Task
Your response should be every line from the entries that includes the string "block".

● ● ● ●

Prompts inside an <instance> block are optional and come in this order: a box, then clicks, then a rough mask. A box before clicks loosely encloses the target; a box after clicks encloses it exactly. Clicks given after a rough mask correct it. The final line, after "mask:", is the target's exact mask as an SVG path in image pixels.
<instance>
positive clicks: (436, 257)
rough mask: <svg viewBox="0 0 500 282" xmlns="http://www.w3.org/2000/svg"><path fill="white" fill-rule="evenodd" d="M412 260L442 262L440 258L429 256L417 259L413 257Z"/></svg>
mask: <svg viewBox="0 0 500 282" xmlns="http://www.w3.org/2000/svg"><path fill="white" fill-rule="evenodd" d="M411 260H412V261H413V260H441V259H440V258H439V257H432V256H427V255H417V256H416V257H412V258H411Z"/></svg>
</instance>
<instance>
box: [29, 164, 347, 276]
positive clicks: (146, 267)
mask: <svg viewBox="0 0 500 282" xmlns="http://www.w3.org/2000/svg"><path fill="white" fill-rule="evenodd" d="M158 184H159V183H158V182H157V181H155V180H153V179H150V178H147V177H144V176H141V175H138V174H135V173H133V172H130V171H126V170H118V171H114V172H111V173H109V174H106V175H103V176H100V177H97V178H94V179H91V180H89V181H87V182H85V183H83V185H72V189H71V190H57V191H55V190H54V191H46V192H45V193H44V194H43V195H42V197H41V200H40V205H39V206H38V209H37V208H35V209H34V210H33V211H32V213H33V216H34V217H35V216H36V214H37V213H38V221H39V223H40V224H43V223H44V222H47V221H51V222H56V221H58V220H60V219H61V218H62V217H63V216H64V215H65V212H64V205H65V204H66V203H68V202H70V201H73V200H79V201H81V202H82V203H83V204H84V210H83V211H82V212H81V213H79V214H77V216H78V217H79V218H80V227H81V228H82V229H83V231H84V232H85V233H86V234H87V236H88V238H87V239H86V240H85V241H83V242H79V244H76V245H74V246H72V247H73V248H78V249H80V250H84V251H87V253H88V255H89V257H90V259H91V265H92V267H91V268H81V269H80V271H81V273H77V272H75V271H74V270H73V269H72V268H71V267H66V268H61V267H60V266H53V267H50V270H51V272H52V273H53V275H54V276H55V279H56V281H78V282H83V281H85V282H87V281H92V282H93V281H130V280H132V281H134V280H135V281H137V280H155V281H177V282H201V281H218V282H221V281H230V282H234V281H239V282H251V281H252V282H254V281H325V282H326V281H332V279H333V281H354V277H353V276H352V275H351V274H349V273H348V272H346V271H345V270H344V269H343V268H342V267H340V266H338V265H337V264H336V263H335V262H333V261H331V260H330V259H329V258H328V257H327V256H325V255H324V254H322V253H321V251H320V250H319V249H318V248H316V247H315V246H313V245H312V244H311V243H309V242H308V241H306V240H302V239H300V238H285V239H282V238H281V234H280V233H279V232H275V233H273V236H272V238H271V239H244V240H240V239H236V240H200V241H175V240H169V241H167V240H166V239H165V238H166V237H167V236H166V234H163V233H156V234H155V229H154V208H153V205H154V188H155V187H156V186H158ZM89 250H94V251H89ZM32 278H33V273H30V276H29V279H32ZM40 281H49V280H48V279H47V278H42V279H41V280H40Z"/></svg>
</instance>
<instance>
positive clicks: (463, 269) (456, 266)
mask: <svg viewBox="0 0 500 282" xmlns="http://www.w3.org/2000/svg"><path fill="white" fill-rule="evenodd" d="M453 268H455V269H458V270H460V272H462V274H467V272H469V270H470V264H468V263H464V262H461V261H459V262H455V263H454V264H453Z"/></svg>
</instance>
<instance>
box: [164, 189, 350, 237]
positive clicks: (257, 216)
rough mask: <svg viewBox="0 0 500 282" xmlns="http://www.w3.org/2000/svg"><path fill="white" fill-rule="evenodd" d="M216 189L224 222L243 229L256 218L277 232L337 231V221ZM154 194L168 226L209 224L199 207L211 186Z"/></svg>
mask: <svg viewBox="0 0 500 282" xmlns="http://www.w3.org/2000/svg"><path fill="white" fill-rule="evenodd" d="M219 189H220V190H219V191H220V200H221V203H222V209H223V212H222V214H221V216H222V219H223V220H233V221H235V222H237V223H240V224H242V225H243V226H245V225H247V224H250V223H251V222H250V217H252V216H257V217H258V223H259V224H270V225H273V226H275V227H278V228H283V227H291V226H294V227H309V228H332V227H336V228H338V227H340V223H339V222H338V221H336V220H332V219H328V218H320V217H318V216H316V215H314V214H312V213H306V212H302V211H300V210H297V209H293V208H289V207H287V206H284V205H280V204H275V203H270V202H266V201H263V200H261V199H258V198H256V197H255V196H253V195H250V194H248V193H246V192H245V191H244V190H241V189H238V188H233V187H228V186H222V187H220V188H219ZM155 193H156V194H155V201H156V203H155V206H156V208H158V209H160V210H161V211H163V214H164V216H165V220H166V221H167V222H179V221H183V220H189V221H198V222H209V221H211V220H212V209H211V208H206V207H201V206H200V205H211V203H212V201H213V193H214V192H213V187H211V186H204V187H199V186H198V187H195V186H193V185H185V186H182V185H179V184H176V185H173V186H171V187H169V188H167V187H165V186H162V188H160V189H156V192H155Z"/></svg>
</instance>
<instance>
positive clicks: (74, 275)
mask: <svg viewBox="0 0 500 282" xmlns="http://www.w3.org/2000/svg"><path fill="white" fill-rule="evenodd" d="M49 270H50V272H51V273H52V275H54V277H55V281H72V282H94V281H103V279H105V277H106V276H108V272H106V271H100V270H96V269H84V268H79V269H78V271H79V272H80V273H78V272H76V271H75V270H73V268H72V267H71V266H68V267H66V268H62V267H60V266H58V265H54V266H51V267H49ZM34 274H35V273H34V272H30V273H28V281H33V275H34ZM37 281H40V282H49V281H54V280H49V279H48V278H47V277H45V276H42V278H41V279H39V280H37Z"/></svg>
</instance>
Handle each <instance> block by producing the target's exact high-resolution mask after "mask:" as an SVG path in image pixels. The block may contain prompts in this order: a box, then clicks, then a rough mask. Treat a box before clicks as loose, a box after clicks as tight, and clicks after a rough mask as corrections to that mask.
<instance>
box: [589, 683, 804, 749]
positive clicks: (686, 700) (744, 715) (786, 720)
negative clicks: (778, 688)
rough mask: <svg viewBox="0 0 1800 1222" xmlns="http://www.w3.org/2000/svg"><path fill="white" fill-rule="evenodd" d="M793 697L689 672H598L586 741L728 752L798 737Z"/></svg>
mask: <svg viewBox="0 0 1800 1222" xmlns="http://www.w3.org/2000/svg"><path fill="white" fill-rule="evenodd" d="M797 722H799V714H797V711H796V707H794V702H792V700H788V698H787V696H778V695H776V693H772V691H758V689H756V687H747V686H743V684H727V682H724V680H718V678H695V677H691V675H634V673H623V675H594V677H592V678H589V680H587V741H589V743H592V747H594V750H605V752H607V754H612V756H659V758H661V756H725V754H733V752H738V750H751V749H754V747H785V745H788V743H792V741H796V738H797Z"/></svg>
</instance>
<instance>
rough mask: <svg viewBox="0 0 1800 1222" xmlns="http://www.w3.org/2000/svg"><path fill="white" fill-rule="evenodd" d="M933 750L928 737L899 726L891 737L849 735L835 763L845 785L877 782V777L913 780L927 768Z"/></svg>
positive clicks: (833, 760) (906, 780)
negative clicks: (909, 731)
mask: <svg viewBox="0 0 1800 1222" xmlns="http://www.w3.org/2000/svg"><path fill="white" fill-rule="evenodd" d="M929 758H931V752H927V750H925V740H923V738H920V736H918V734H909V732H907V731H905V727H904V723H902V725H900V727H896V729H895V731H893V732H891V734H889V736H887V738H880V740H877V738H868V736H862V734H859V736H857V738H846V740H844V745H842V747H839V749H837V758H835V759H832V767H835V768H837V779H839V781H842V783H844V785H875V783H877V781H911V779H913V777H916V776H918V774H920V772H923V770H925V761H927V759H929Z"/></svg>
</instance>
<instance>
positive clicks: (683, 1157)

● ● ● ●

Your solution
Prompts inside an <instance> block are optional and come in this order: a box, then clicks, then a rough mask. A box before clicks loosely encloses the target; a box after clicks encloses it exactly. Clicks given after a rough mask correct it. The final line, after "mask:", is the target's exact mask as an SVG path in image pixels.
Handle each <instance> block by producing the target's exact high-resolution mask after "mask:" as an SVG path in image pixels. The block may contain prompts in this order: a box, then clicks, then a rough mask. Treat a box before clicks as loose, a box after clicks as tight, and clicks after a rough mask as corrections to that mask.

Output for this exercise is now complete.